* WHAT YOU ARE ASKED TO DO
Reproduce the data verbatim, beginning with its first line and ending after the line that contains "[(341, 109), (305, 35)]". Leave the pictures out.

⁂

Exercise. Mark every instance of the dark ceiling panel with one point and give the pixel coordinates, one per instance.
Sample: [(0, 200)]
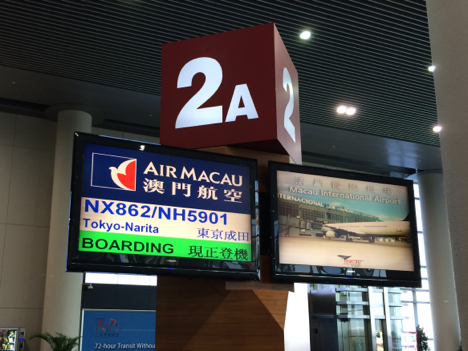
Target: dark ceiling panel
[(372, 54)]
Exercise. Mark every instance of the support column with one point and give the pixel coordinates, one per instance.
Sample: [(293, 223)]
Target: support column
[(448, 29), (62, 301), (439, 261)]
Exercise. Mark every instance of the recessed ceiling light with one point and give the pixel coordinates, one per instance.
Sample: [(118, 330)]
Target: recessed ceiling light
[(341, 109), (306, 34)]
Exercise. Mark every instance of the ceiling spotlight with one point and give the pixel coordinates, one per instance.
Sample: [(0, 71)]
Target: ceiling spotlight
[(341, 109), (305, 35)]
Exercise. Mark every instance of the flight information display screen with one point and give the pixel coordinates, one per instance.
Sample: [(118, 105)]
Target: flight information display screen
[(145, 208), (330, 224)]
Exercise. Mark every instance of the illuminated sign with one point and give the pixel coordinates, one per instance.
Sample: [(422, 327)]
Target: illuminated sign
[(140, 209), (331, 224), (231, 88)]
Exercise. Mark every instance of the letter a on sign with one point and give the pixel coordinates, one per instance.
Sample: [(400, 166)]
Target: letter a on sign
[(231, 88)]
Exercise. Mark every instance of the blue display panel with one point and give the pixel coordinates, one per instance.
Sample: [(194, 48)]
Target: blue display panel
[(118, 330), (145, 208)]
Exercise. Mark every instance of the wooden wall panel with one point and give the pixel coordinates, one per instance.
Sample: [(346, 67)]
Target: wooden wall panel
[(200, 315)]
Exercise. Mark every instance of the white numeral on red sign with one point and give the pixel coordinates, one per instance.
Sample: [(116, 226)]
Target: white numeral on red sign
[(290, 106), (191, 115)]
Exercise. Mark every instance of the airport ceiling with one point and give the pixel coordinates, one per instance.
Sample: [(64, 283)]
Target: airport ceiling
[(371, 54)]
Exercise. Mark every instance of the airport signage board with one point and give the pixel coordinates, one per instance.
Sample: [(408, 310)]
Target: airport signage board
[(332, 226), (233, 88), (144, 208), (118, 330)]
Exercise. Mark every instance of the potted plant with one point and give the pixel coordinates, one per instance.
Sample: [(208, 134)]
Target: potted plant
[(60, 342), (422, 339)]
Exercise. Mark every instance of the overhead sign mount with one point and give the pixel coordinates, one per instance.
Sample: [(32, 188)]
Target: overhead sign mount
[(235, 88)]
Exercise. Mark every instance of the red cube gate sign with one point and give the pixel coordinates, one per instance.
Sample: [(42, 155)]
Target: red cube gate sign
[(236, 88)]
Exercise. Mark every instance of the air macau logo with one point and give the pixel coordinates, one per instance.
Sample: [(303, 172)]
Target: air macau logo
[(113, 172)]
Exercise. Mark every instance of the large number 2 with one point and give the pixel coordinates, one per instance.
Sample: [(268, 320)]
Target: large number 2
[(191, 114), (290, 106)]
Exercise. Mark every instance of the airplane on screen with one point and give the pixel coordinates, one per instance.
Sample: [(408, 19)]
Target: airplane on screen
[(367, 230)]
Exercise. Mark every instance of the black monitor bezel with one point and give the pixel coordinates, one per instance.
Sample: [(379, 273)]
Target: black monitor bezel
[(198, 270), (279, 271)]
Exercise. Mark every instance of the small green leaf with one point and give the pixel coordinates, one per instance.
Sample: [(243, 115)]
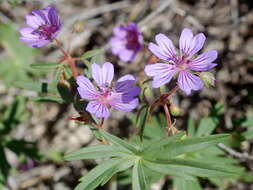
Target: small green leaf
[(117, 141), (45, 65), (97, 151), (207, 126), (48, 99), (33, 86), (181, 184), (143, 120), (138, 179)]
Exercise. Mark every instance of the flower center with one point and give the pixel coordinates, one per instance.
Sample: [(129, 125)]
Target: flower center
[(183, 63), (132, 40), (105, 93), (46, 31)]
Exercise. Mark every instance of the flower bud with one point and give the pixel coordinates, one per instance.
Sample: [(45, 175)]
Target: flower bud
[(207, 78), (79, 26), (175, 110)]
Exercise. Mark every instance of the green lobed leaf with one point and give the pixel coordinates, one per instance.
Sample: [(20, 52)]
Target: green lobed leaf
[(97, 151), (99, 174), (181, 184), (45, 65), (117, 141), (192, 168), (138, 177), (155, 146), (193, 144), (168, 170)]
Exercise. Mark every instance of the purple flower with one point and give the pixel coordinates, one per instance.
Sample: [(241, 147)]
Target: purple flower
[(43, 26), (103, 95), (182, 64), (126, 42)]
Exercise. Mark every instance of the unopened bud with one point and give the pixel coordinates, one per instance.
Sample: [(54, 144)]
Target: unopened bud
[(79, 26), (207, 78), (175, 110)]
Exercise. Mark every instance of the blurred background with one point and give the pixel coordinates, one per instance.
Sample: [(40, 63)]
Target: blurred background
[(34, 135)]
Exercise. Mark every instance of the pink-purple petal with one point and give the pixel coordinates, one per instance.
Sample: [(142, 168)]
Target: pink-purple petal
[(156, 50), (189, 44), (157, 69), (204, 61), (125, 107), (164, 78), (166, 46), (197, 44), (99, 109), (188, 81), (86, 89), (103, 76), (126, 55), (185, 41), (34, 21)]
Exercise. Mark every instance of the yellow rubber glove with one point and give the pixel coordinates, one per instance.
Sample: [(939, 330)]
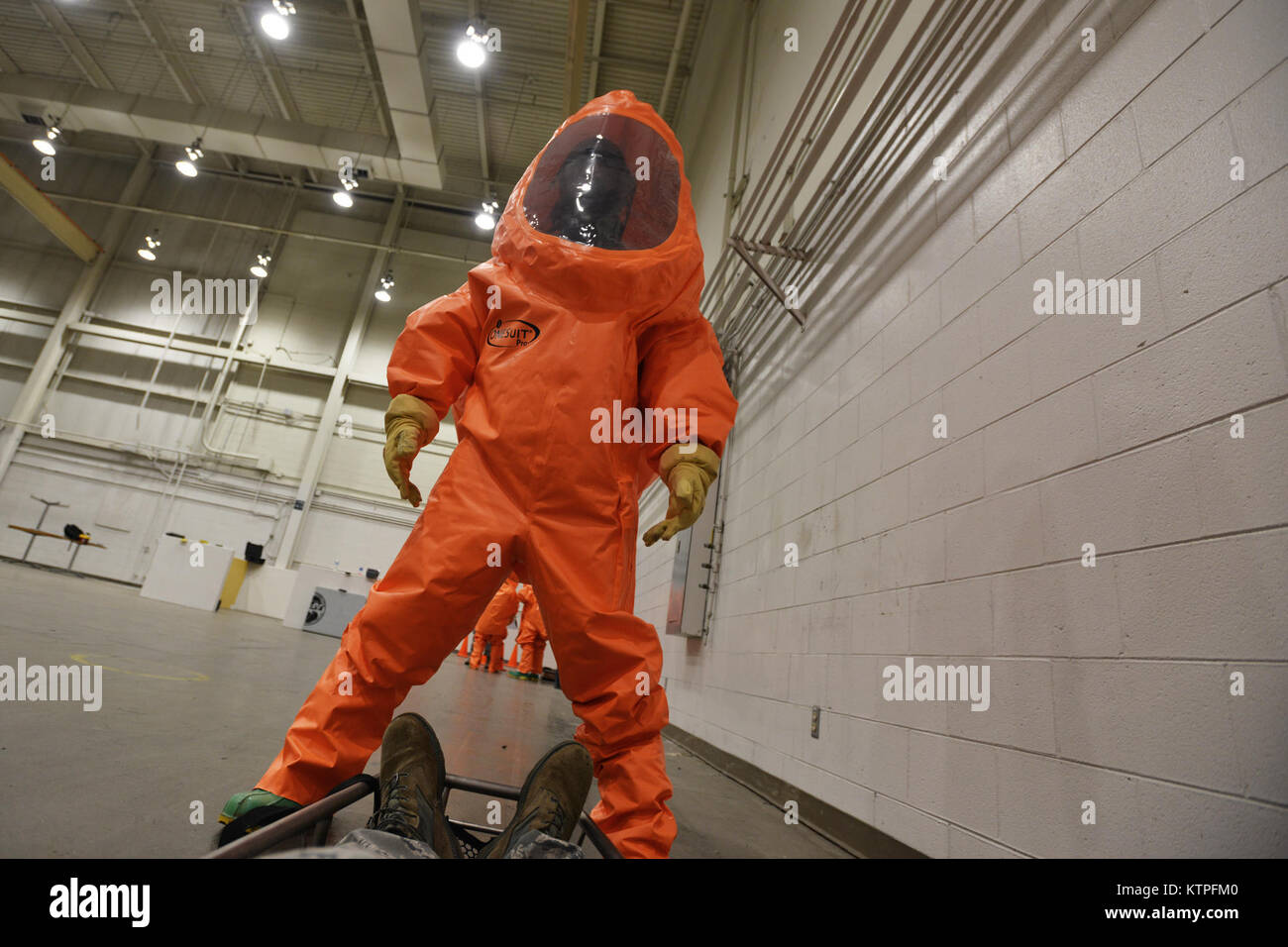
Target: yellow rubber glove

⁂

* SOLUTION TO THIS TASK
Exercise. Mark every instance of the dark ceiling panel with one point and give the pixel coordinates, one per instance.
Sample: [(0, 200)]
Target: dark ceiling panel
[(372, 54)]
Exercise. Mark every instance of the support column with one point and give the pixel coordinates, one per instance.
Sample: [(293, 223)]
Target: support column
[(448, 29), (62, 301), (439, 261)]
Exercise. Mark every instance of the recessed ceiling light with one point and give the pixel coordinates, one per instance.
Sample: [(118, 330)]
Target: recessed ceiling light
[(341, 109), (306, 34)]
Exercise. Mark every instance of the ceiling spotlight with one point and give the pixel coordinates, one per instance.
Sample: [(0, 71)]
Target: ceiling spotlight
[(341, 109), (305, 35)]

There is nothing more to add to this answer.